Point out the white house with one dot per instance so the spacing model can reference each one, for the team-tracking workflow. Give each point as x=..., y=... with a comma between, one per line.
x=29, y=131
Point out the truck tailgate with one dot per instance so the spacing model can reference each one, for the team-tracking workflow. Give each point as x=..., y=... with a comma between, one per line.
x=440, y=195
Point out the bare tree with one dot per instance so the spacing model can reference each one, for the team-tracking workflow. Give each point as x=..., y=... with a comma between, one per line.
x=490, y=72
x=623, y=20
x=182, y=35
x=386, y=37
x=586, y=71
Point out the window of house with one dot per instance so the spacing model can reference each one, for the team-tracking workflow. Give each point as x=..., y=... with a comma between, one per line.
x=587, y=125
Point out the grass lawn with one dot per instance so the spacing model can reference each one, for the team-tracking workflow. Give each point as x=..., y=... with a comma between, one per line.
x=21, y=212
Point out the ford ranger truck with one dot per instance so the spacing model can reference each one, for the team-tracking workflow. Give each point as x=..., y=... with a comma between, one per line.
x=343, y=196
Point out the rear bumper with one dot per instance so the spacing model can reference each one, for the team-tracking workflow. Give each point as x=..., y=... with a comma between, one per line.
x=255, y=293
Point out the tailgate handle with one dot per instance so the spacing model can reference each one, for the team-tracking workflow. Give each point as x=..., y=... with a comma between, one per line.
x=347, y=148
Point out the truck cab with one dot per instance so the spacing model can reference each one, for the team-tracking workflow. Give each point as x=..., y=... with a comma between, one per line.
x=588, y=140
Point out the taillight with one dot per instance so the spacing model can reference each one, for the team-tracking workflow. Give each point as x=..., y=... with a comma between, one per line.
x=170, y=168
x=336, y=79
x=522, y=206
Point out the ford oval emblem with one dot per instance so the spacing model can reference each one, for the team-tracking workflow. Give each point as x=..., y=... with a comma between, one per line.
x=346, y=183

== Task statement ==
Without leaving anything out, repeat every entry shown above.

== Your solution ==
Point out the white house with one dot per instance so the spacing model can reference each one, for the team-tracking workflow. Give each point as x=..., y=... with a comma between, one per line.
x=29, y=131
Point out the truck tailgate with one dot per instance so the spacing model can reference each one, for the team-tracking workflow. Give each point as x=..., y=... with a comma between, one per line.
x=440, y=195
Point out the bare tree with one dot per instance so the spacing model can reference each one, for the team-tracking workflow. Give each point as x=..., y=... with a comma between, one per line.
x=490, y=72
x=623, y=20
x=182, y=35
x=386, y=37
x=586, y=71
Point out the window of house with one dot per instance so the spacing model can reference each one, for the team-tracking workflow. Give each point as x=..., y=... with a comma between, one per line.
x=587, y=125
Point out the grass lawn with one dot per instance so the spacing model can reference each one, for the team-tracking workflow. Give each point as x=..., y=... with a comma between, one per line.
x=21, y=212
Point out the ford ranger truck with one dot per instance so the spacing model can reference each one, for the team-tracking workflow. Give each point as x=..., y=... with a comma between, one per line.
x=343, y=196
Point out the rear bumper with one dot per instance so the spacing model can reference each one, for the team-tracking workflow. Give each point as x=..., y=... with a comma between, one per line.
x=255, y=293
Point out the tailgate handle with one dot per instance so the spacing model can reference each one, for the team-tracking workflow. Give each point as x=..., y=... with a comma between, one per line.
x=347, y=148
Point out the truck cab with one dot per instance so the spacing model can reference each one, for the team-tracking workflow. Give each point as x=..., y=... with a comma between, one per line.
x=588, y=140
Point out the taillight with one dot per instance so the spacing model can reference each one, for the team-tracking workflow. Give each point as x=..., y=... with a comma between, one per line.
x=170, y=168
x=336, y=79
x=522, y=206
Point out the ford oval emblem with one dot per instance so the spacing model can reference each one, for the team-tracking workflow. Give each point as x=..., y=... with a comma between, one per line.
x=346, y=183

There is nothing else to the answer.